_Problem details_: Rewrite the material below with "outline" changed to "boundary" everywhere it occurs, leaving every other word as it is.

— begin Exercise inputs —

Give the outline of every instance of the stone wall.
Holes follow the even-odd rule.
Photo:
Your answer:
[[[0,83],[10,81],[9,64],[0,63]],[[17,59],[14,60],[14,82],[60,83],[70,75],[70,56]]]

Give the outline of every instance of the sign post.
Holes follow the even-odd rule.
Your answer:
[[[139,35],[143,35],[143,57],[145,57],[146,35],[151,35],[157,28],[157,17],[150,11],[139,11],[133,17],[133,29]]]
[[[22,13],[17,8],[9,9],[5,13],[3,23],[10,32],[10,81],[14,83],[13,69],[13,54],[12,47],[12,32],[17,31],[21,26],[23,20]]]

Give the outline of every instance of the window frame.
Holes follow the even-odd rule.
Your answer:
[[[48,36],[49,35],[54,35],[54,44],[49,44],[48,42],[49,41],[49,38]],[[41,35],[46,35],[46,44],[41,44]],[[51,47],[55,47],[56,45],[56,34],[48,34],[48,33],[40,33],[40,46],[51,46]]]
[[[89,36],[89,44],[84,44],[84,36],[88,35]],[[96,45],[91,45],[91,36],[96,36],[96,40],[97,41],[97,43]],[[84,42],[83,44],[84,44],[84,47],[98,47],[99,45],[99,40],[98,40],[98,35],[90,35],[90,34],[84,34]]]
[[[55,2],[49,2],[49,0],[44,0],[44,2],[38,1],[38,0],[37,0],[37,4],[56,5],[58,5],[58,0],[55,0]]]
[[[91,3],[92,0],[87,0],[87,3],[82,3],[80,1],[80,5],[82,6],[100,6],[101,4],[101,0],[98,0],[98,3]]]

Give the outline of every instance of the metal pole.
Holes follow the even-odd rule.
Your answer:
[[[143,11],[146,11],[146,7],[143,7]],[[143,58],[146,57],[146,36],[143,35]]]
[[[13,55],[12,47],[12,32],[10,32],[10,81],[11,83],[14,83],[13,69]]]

— end Exercise inputs —

_Final answer_:
Give the boundary of every instance of the stone wall.
Holes follow the even-odd rule.
Photo:
Your answer:
[[[0,83],[10,81],[9,64],[0,63]],[[17,59],[14,60],[14,82],[60,83],[70,75],[70,56]]]

Give the boundary of every instance of the sign post.
Holes follow the even-odd rule.
Your answer:
[[[139,35],[143,35],[143,57],[145,57],[146,35],[151,35],[157,28],[157,17],[150,11],[139,11],[133,17],[133,29]]]
[[[22,13],[17,8],[9,9],[5,13],[3,23],[10,32],[10,81],[14,83],[13,69],[13,54],[12,47],[12,32],[17,31],[21,26],[23,20]]]

Give the boundary of every instance of the window frame.
Holes follow the even-odd rule.
Your answer:
[[[48,36],[49,35],[54,35],[54,44],[49,44],[48,42],[49,41],[49,38]],[[41,35],[46,35],[46,44],[41,44]],[[51,47],[55,47],[56,45],[56,34],[48,34],[48,33],[40,33],[40,46],[51,46]]]
[[[89,36],[89,44],[84,44],[84,36],[88,35]],[[96,45],[91,45],[91,36],[96,36],[96,40],[97,41],[97,43]],[[84,42],[83,44],[84,44],[84,47],[98,47],[99,45],[99,40],[98,40],[98,35],[90,35],[90,34],[84,34]]]
[[[55,2],[49,2],[49,0],[44,0],[44,2],[38,1],[38,0],[37,0],[37,4],[56,5],[58,5],[58,0],[55,0]]]
[[[91,3],[92,0],[87,0],[87,3],[82,3],[80,1],[80,5],[82,6],[100,6],[101,4],[101,0],[98,0],[98,3]]]

Give the boundary of every instance of the metal pole.
Holes follow the even-odd rule.
Your answer:
[[[143,11],[146,11],[146,7],[143,7]],[[143,58],[146,57],[146,36],[143,35]]]
[[[13,55],[12,47],[12,32],[10,32],[10,81],[11,83],[14,83],[13,69]]]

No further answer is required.